**What is expected**
Copy out the data below verbatim.

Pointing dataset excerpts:
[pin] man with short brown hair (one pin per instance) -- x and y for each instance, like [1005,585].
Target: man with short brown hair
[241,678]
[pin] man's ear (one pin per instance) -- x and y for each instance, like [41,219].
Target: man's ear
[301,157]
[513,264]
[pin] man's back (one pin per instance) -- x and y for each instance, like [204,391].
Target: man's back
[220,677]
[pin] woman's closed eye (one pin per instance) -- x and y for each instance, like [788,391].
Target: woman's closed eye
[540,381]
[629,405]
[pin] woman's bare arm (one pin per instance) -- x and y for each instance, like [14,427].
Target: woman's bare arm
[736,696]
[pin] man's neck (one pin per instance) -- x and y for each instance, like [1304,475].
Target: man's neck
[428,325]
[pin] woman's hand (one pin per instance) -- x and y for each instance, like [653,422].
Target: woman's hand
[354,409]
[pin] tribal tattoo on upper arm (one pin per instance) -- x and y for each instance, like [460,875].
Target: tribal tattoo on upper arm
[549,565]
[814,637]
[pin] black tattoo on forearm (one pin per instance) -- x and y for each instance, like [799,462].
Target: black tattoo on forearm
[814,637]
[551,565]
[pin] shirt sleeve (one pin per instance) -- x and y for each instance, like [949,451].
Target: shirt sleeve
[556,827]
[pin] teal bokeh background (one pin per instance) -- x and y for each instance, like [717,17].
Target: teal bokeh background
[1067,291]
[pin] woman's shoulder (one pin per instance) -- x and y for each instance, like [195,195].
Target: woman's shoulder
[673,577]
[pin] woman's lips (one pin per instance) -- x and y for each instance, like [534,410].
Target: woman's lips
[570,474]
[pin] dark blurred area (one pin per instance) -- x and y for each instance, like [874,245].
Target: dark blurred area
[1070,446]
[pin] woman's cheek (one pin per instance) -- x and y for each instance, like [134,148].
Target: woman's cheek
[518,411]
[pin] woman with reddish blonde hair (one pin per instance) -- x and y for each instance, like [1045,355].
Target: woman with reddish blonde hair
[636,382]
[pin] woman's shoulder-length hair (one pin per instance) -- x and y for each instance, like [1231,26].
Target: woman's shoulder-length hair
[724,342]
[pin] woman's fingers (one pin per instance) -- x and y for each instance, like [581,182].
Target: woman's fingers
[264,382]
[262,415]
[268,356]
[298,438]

**Task result**
[pin] man with short brown hair (one pin per instance) -- x and y for each instance, like [1005,585].
Target: man with short brown hair
[241,678]
[pin] man's ear (one pin per instance) -- x and y for each instance, like [41,219].
Target: man's ear
[301,157]
[513,264]
[pin] man's back (one pin per instance) -- x and y for each instance, like [204,391].
Target: man's back
[220,677]
[pin] woman's closed eye (one pin per instance) -- x and y for each instance, like [788,391].
Target: woman's closed eye
[540,381]
[629,405]
[pin] woman's bare arm (one pin per instance) -- x and y for each instance, like [14,427].
Target: woman's bare arm
[736,696]
[pin] man's neck (one pin per instance) -- x and y for each instance, like [1304,475].
Target: man's neck
[428,325]
[pin] woman's hand (one pin per instance) -- x and y for each instance, like [653,422].
Target: woman's hand
[354,409]
[pin] tribal tattoo on upper arm (one pin per instance) -- x and y for each instance, like [460,875].
Target: tribal tattoo on upper arm
[549,565]
[814,637]
[pin] black tattoo on forearm (one pin per instance) -- x and y for each instance, like [799,462].
Target: black tattoo on forearm
[814,637]
[551,565]
[pin] shirt sleeve (one pin per instance) -- x and y for each instance, like [949,451].
Target: shirt sleeve
[556,827]
[pin] teal bokeh background (one pin per instance) -- x and y for each instance, like [717,17].
Target: teal bokeh background
[1067,291]
[pin] woman's shoulder (one pin per instance) -- x and y for each instance, like [195,195].
Target: woman's shoulder
[673,577]
[pin] woman's lips (one pin per instance) -- x and y for each instance, like [534,410].
Target: woman's lips
[570,474]
[pin] dark blurred area (one pin per instance) -- x and y for each instance, like [874,245].
Target: dark blurred area
[1070,446]
[pin] woman's cheek (one pin per instance) -- x and y for each instance, like [134,148].
Target: woman's cheek
[518,411]
[pin] woman with reddish blonde hair (one pin per instance) -- x and y for each instance, like [1045,355].
Target: woman with reddish blonde hair
[636,382]
[pin] woman's shoulder-length hair (one pin per instance) -- x and y for each instance, like [1231,26].
Target: woman's shoulder-length hair
[724,342]
[pin] woman's fingers (one pin per instance) -- x and y for each instance, like [581,182].
Target: woman's fingers
[264,382]
[262,415]
[268,356]
[298,438]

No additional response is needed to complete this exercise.